- _Problem to solve_: The lines to copy run from the one containing "of the drainpipe" to the end of the records below; repeat them exactly and include nothing else.
────────
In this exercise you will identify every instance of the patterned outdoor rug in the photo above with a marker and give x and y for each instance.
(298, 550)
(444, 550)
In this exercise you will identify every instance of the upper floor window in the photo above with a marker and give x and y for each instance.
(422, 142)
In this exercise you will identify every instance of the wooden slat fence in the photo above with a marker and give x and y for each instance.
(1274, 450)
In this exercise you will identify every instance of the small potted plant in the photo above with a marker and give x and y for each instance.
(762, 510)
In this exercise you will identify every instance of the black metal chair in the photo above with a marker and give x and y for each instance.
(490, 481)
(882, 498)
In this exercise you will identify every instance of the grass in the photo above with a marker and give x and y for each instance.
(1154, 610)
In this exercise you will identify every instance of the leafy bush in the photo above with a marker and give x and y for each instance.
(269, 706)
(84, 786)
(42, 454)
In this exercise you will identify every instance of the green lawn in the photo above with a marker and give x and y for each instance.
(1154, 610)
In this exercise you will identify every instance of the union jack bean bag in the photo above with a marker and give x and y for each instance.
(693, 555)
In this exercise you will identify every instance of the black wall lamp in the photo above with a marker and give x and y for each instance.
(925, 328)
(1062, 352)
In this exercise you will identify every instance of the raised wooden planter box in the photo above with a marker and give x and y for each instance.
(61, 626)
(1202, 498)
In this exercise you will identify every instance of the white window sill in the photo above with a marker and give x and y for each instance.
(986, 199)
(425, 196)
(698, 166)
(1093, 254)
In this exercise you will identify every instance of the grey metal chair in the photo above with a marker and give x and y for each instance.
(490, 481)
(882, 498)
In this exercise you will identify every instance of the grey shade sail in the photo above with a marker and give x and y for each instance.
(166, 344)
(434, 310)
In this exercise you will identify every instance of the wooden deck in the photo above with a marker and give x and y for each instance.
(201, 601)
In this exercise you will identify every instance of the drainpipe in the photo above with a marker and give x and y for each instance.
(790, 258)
────────
- _Response_:
In this exercise you will identify every instance of the drainpipe in the photo above with a marker and give x and y for each instance.
(790, 258)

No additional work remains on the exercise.